Document section:

Start of Block

These moves have direct repercussions for businesses since long-term rates are the ones that determine the cost of borrowing for capital expenditures. So if you’re planning to seek funding for a new factory, an overhaul of your offices or expansion into a new market, keep your eye on the rates that correspond to the time after which you’ll repay.
Pick the right moment to raise money. If you’ve been thinking about an initial public offering (IPO) or tapping another source of funding, two things will affect the optimal timing: the growth of your business and the competing options for returns. The best moment usually arrives when growth is high and other possible investments are paying low rates.
The economy has been growing fairly rapidly, and expectations are for continued moderate growth this year. But it may take a couple of years for interest rates to fall to the “easy money” levels from before the Covid-19 pandemic, if they do at all. What will happen after the elections in November is anyone’s guess, but companies considering an IPO may well be rewarded for waiting.
Refinance debt when possible. Just as homeowners flock to refinance their mortgages when rates drop, so should businesses seek out lower rates for their outstanding debts. As the supply of credit grows, lenders are typically more willing to consider refinancing.
The key is to calculate the true value of a refinancing deal — not just after paying fees, but also when considering the difference between the refinancing rate and the interest rates in the market. A lender might offer a no-fee refinancing, but it’s not necessarily a bargain if the rate is higher than what other lenders would agree. The same goes for refinancing deals that “reset the clock” for a loan, implying a longer series of repayments in the future.

End of Block

Data provided:
Start of Block

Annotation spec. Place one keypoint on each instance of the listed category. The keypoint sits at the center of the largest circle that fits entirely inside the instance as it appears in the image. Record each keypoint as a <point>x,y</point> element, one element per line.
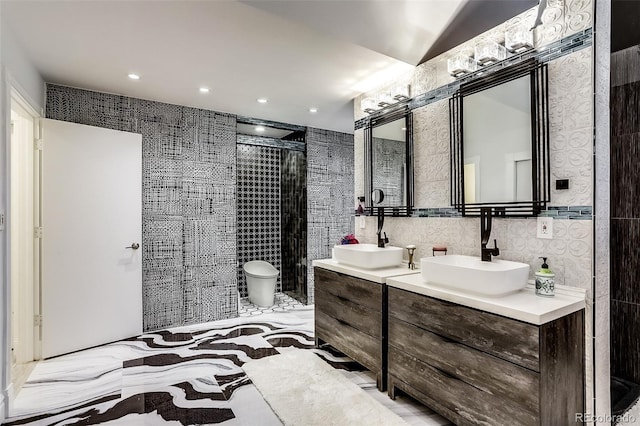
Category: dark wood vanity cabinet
<point>349,316</point>
<point>474,367</point>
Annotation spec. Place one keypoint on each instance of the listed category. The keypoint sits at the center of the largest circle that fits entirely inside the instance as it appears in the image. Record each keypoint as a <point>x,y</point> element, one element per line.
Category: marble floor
<point>186,375</point>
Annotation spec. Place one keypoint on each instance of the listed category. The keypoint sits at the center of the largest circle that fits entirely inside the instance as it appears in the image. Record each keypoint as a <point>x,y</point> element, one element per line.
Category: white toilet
<point>261,282</point>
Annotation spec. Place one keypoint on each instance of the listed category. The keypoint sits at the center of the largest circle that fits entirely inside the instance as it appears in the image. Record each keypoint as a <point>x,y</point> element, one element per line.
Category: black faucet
<point>381,240</point>
<point>485,233</point>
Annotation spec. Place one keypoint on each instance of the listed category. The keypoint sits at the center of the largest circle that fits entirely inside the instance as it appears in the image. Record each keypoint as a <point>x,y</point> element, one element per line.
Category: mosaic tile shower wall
<point>293,171</point>
<point>189,198</point>
<point>259,230</point>
<point>330,196</point>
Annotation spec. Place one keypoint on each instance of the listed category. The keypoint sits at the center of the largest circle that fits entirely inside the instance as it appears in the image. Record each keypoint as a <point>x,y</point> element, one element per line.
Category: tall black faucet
<point>381,240</point>
<point>485,233</point>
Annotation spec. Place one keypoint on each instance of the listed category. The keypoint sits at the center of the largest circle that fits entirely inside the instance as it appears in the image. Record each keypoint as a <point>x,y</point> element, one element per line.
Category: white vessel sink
<point>367,256</point>
<point>470,274</point>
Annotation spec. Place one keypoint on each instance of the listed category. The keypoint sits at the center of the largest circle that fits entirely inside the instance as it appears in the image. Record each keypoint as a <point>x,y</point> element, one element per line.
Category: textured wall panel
<point>188,197</point>
<point>330,197</point>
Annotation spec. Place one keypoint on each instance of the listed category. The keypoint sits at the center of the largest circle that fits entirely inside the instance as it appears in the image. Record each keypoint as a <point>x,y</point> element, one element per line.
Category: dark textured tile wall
<point>625,214</point>
<point>330,194</point>
<point>190,262</point>
<point>625,344</point>
<point>189,197</point>
<point>259,222</point>
<point>293,174</point>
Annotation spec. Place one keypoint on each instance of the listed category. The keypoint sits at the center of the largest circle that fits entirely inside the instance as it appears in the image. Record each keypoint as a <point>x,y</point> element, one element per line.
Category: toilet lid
<point>260,268</point>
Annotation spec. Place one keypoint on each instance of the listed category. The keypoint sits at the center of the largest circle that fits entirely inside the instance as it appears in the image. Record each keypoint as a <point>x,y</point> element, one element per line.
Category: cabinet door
<point>505,338</point>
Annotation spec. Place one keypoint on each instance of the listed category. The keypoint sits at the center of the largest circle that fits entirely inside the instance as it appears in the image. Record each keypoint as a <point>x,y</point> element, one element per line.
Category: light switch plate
<point>545,227</point>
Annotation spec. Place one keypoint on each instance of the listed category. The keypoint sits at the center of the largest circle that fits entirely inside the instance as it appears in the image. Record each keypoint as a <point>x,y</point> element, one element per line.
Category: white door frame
<point>30,345</point>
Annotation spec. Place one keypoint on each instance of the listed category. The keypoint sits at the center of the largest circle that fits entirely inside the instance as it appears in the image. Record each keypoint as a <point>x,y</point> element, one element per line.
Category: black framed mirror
<point>389,163</point>
<point>499,142</point>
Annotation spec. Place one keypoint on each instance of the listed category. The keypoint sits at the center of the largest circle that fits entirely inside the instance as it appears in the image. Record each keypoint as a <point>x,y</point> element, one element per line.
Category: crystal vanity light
<point>518,39</point>
<point>401,92</point>
<point>386,99</point>
<point>369,105</point>
<point>489,52</point>
<point>460,65</point>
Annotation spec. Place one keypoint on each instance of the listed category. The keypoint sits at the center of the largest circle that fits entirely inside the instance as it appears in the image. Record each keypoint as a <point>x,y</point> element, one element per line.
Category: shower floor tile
<point>185,375</point>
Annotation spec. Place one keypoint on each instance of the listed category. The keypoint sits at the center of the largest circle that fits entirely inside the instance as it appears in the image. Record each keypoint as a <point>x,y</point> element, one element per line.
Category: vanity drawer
<point>505,338</point>
<point>355,344</point>
<point>461,402</point>
<point>485,372</point>
<point>361,292</point>
<point>358,316</point>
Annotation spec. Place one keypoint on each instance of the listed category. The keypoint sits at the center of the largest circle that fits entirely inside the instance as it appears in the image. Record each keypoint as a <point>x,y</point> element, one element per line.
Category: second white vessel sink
<point>368,256</point>
<point>470,274</point>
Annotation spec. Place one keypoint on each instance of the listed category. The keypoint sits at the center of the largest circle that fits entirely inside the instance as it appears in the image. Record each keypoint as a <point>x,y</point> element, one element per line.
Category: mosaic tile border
<point>548,53</point>
<point>557,212</point>
<point>271,142</point>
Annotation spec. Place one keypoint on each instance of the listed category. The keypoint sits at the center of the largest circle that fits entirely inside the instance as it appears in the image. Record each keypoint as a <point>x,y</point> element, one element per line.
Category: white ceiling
<point>297,54</point>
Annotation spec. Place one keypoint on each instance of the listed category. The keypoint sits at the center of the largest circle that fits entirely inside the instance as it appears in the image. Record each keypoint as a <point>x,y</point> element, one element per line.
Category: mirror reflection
<point>388,162</point>
<point>500,142</point>
<point>497,149</point>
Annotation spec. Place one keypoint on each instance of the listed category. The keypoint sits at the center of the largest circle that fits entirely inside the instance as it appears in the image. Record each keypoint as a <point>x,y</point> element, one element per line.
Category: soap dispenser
<point>545,280</point>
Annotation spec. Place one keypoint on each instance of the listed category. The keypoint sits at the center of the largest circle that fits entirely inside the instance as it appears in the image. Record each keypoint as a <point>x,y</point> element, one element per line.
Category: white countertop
<point>375,275</point>
<point>523,305</point>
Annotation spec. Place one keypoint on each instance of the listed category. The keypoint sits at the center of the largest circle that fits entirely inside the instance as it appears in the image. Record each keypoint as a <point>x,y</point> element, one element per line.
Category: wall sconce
<point>518,39</point>
<point>460,65</point>
<point>369,105</point>
<point>489,52</point>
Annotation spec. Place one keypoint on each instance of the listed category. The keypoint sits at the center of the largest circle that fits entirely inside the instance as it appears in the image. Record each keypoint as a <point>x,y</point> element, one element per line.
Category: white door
<point>92,215</point>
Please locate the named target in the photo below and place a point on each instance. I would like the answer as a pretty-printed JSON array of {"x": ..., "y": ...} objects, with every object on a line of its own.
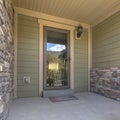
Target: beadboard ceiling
[{"x": 87, "y": 11}]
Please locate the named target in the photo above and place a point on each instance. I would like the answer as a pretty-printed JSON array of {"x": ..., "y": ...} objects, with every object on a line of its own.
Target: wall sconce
[{"x": 78, "y": 32}]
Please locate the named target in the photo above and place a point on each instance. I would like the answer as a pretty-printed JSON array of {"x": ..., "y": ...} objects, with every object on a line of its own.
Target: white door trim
[{"x": 43, "y": 23}]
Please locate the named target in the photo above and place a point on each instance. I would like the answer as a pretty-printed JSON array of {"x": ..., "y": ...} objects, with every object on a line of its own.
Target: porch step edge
[{"x": 56, "y": 93}]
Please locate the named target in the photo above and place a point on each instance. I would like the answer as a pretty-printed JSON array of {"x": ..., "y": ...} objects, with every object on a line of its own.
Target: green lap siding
[
  {"x": 27, "y": 52},
  {"x": 81, "y": 63},
  {"x": 106, "y": 42}
]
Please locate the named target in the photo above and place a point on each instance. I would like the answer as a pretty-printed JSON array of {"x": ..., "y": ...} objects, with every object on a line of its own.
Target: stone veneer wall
[
  {"x": 6, "y": 57},
  {"x": 106, "y": 81}
]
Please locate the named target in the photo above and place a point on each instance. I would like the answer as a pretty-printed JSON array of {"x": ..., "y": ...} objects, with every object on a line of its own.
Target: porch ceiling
[{"x": 87, "y": 11}]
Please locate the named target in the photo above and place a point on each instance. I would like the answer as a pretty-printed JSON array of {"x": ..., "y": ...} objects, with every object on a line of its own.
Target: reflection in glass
[{"x": 56, "y": 65}]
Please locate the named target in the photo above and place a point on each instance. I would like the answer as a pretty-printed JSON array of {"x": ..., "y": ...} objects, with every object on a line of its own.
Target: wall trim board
[
  {"x": 15, "y": 51},
  {"x": 110, "y": 13},
  {"x": 49, "y": 17}
]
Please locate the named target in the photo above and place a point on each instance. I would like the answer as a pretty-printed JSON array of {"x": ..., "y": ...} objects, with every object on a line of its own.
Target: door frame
[
  {"x": 45, "y": 29},
  {"x": 69, "y": 28}
]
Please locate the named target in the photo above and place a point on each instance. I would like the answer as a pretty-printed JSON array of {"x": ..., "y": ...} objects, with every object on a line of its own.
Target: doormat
[{"x": 63, "y": 98}]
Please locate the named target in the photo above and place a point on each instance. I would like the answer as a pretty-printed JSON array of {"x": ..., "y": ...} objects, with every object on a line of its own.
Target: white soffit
[{"x": 86, "y": 11}]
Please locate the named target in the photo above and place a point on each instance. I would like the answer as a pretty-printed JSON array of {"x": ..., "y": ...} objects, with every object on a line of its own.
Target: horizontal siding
[
  {"x": 27, "y": 60},
  {"x": 106, "y": 42},
  {"x": 81, "y": 63}
]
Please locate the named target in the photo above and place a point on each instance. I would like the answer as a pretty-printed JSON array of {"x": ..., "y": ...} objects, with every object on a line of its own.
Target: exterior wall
[
  {"x": 106, "y": 81},
  {"x": 106, "y": 42},
  {"x": 6, "y": 57},
  {"x": 105, "y": 77},
  {"x": 27, "y": 60},
  {"x": 81, "y": 63}
]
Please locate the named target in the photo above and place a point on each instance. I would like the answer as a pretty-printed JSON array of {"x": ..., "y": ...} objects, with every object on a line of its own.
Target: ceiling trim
[
  {"x": 49, "y": 17},
  {"x": 106, "y": 15}
]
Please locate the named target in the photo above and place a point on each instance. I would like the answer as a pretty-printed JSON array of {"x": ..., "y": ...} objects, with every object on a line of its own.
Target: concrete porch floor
[{"x": 89, "y": 106}]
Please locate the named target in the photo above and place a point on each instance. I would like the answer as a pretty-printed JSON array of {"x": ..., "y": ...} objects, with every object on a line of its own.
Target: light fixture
[{"x": 78, "y": 32}]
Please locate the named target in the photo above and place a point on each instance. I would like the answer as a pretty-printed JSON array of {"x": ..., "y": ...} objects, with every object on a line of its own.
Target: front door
[{"x": 56, "y": 58}]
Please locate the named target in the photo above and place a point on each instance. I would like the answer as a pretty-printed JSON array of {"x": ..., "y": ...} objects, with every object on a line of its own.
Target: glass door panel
[{"x": 56, "y": 62}]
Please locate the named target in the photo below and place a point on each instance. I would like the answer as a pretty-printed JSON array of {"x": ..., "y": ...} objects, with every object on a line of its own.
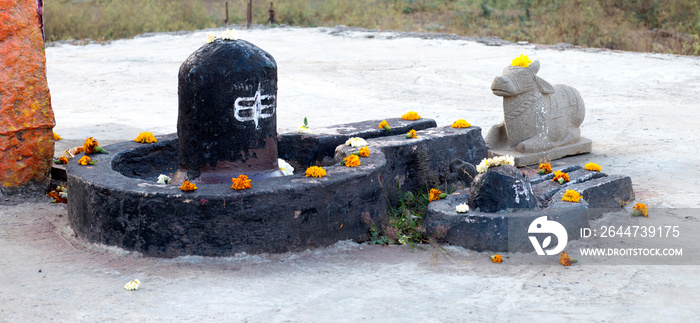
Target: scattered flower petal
[{"x": 315, "y": 171}]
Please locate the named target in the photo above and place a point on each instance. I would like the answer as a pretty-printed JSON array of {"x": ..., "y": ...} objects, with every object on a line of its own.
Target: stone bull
[{"x": 538, "y": 116}]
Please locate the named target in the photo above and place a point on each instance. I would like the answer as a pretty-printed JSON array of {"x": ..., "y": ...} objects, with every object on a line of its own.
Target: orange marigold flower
[
  {"x": 91, "y": 146},
  {"x": 461, "y": 123},
  {"x": 560, "y": 177},
  {"x": 241, "y": 182},
  {"x": 384, "y": 125},
  {"x": 640, "y": 209},
  {"x": 564, "y": 259},
  {"x": 146, "y": 138},
  {"x": 352, "y": 161},
  {"x": 411, "y": 134},
  {"x": 315, "y": 171},
  {"x": 592, "y": 167},
  {"x": 571, "y": 196},
  {"x": 187, "y": 186},
  {"x": 545, "y": 168},
  {"x": 435, "y": 195},
  {"x": 85, "y": 160},
  {"x": 364, "y": 151},
  {"x": 410, "y": 115}
]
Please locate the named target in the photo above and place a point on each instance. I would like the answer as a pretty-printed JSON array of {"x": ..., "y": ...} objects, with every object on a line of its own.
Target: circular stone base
[{"x": 118, "y": 202}]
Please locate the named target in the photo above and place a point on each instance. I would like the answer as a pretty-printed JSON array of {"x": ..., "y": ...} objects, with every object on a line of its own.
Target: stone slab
[
  {"x": 582, "y": 146},
  {"x": 498, "y": 232},
  {"x": 423, "y": 162},
  {"x": 311, "y": 149},
  {"x": 290, "y": 213}
]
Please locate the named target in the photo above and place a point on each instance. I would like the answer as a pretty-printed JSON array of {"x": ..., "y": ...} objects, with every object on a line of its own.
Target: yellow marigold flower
[
  {"x": 241, "y": 182},
  {"x": 364, "y": 151},
  {"x": 352, "y": 161},
  {"x": 522, "y": 61},
  {"x": 436, "y": 195},
  {"x": 564, "y": 259},
  {"x": 187, "y": 186},
  {"x": 133, "y": 285},
  {"x": 560, "y": 177},
  {"x": 85, "y": 160},
  {"x": 410, "y": 115},
  {"x": 146, "y": 138},
  {"x": 384, "y": 125},
  {"x": 315, "y": 171},
  {"x": 640, "y": 209},
  {"x": 91, "y": 146},
  {"x": 461, "y": 123},
  {"x": 592, "y": 167},
  {"x": 411, "y": 134},
  {"x": 571, "y": 196}
]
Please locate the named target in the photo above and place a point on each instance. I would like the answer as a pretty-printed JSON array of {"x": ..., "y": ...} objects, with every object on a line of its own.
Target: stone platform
[
  {"x": 582, "y": 146},
  {"x": 507, "y": 231}
]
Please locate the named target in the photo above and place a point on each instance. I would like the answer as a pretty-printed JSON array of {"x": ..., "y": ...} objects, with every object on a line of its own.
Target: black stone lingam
[{"x": 227, "y": 118}]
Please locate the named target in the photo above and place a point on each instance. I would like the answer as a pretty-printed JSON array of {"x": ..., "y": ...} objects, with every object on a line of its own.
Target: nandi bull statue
[{"x": 541, "y": 121}]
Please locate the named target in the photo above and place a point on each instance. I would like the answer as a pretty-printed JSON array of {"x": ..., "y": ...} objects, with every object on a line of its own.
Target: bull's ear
[{"x": 544, "y": 86}]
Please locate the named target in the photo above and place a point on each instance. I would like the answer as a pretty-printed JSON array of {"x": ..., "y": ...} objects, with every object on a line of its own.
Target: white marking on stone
[{"x": 257, "y": 109}]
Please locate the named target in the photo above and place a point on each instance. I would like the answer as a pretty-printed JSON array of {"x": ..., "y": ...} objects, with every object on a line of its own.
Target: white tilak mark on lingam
[{"x": 257, "y": 109}]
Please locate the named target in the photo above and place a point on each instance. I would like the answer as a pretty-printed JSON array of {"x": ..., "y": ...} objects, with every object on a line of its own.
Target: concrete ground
[{"x": 641, "y": 115}]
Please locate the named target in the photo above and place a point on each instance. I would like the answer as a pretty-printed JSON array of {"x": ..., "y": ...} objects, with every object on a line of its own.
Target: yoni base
[{"x": 582, "y": 146}]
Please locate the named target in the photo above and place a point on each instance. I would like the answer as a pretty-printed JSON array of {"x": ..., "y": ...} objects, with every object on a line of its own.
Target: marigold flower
[
  {"x": 62, "y": 160},
  {"x": 315, "y": 171},
  {"x": 352, "y": 161},
  {"x": 571, "y": 196},
  {"x": 564, "y": 259},
  {"x": 462, "y": 208},
  {"x": 545, "y": 168},
  {"x": 522, "y": 61},
  {"x": 241, "y": 182},
  {"x": 410, "y": 115},
  {"x": 384, "y": 125},
  {"x": 133, "y": 285},
  {"x": 436, "y": 195},
  {"x": 364, "y": 151},
  {"x": 592, "y": 167},
  {"x": 411, "y": 134},
  {"x": 187, "y": 186},
  {"x": 560, "y": 177},
  {"x": 461, "y": 123},
  {"x": 146, "y": 138},
  {"x": 91, "y": 146},
  {"x": 85, "y": 160},
  {"x": 640, "y": 209}
]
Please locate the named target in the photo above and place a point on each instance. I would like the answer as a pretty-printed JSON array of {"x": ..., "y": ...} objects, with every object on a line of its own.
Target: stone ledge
[{"x": 582, "y": 146}]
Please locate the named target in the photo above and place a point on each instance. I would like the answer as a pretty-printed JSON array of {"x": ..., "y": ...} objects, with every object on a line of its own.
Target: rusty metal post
[
  {"x": 249, "y": 14},
  {"x": 271, "y": 18}
]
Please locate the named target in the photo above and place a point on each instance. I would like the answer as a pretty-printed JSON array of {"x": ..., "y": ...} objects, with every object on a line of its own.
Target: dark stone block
[
  {"x": 227, "y": 121},
  {"x": 278, "y": 214},
  {"x": 414, "y": 164},
  {"x": 498, "y": 232},
  {"x": 603, "y": 194},
  {"x": 311, "y": 149},
  {"x": 501, "y": 188}
]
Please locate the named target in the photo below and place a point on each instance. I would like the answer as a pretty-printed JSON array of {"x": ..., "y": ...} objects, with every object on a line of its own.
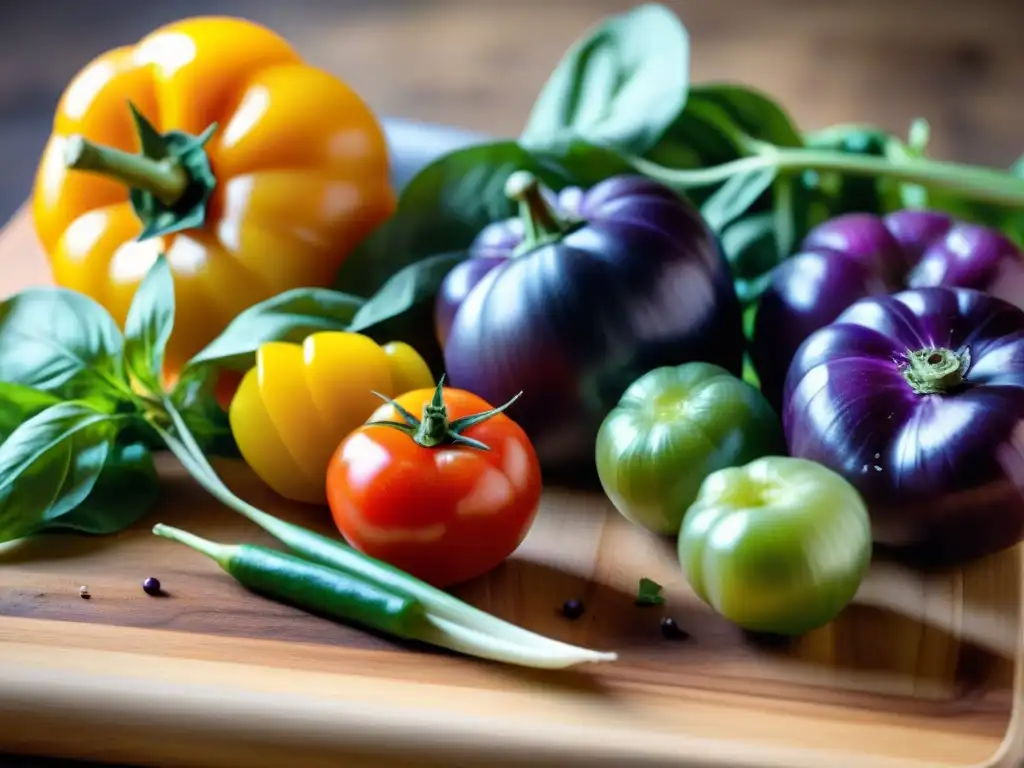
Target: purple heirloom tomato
[
  {"x": 918, "y": 399},
  {"x": 858, "y": 255},
  {"x": 574, "y": 300}
]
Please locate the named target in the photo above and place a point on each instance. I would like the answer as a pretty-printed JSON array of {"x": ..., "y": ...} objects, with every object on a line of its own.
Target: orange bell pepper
[{"x": 253, "y": 171}]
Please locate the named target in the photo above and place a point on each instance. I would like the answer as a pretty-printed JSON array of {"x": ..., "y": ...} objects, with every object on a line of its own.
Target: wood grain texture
[{"x": 920, "y": 671}]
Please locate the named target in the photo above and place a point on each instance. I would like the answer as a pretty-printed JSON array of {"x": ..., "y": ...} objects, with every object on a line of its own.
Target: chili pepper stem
[
  {"x": 166, "y": 180},
  {"x": 219, "y": 553},
  {"x": 540, "y": 222}
]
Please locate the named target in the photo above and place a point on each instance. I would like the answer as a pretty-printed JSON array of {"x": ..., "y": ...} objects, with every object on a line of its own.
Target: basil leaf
[
  {"x": 752, "y": 114},
  {"x": 147, "y": 328},
  {"x": 50, "y": 464},
  {"x": 735, "y": 197},
  {"x": 125, "y": 491},
  {"x": 403, "y": 308},
  {"x": 195, "y": 397},
  {"x": 620, "y": 86},
  {"x": 60, "y": 341},
  {"x": 449, "y": 202},
  {"x": 289, "y": 316},
  {"x": 18, "y": 403},
  {"x": 649, "y": 593}
]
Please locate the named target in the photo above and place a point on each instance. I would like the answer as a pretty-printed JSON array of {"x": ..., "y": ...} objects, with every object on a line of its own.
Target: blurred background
[{"x": 479, "y": 64}]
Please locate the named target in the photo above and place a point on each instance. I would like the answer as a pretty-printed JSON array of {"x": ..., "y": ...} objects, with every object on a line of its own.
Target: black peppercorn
[
  {"x": 572, "y": 609},
  {"x": 672, "y": 631}
]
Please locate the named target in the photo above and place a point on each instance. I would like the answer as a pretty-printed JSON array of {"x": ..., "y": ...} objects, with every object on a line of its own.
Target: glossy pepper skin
[
  {"x": 299, "y": 401},
  {"x": 918, "y": 399},
  {"x": 293, "y": 175},
  {"x": 857, "y": 255},
  {"x": 572, "y": 302},
  {"x": 779, "y": 545}
]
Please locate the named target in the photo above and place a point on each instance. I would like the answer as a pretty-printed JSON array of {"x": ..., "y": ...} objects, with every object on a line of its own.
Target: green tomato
[
  {"x": 672, "y": 428},
  {"x": 778, "y": 546}
]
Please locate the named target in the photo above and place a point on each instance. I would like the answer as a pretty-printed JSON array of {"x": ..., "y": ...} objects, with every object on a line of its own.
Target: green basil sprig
[
  {"x": 622, "y": 85},
  {"x": 77, "y": 397}
]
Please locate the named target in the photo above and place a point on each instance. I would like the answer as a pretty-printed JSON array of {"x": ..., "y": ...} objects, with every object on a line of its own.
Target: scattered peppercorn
[
  {"x": 572, "y": 609},
  {"x": 673, "y": 631}
]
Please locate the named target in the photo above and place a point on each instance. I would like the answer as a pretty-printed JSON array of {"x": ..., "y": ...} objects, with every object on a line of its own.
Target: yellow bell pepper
[
  {"x": 251, "y": 170},
  {"x": 299, "y": 401}
]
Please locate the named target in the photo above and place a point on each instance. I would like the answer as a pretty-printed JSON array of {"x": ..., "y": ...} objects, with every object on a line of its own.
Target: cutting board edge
[{"x": 40, "y": 695}]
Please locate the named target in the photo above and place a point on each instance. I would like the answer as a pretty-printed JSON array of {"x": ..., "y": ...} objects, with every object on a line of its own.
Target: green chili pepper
[{"x": 308, "y": 586}]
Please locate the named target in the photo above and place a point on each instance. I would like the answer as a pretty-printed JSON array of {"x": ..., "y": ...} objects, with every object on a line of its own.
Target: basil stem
[{"x": 981, "y": 184}]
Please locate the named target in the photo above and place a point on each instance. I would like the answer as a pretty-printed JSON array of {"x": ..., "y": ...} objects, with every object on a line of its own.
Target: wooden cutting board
[{"x": 920, "y": 671}]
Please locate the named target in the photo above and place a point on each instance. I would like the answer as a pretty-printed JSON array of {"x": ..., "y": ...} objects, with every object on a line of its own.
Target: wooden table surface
[{"x": 480, "y": 62}]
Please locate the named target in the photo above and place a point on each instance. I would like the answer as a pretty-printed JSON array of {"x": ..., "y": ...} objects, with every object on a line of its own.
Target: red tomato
[{"x": 444, "y": 513}]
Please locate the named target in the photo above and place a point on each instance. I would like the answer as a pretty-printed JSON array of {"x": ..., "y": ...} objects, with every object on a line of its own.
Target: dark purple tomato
[
  {"x": 857, "y": 255},
  {"x": 578, "y": 298},
  {"x": 918, "y": 399}
]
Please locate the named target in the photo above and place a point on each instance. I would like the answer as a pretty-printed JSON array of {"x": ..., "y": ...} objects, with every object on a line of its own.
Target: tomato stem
[
  {"x": 541, "y": 224},
  {"x": 434, "y": 428},
  {"x": 936, "y": 370}
]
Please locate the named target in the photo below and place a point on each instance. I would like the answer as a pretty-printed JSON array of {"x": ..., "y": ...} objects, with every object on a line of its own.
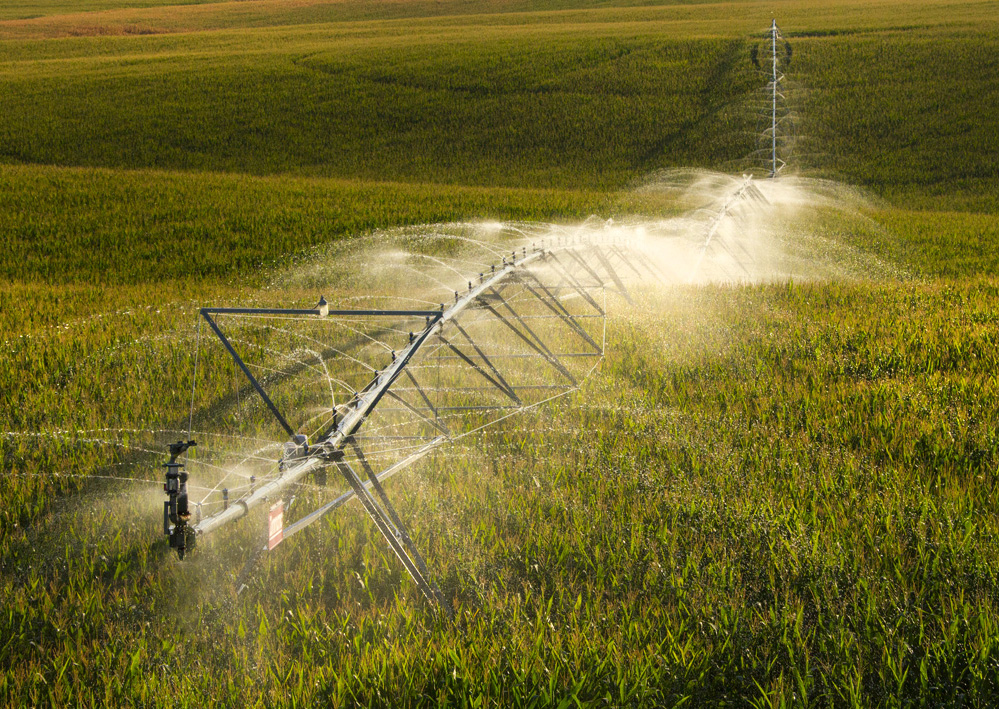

End of Block

Exercise tasks:
**A.** In the text on business borrowing and interest rates, when does the best moment to raise money usually arrive?
**B.** Sum up the text on business borrowing and interest rates in two sentences.

Answers to this exercise:
**A.** When growth is high and other possible investments are paying low rates.

**B.** Long-term rates set the cost of borrowing for capital projects, and the best time to raise money is usually when growth is high and other investments pay low rates, so companies considering an IPO may be rewarded for waiting. Businesses should refinance debt when they can, but only after working out a deal's true value, including fees, market rates and any longer repayment period.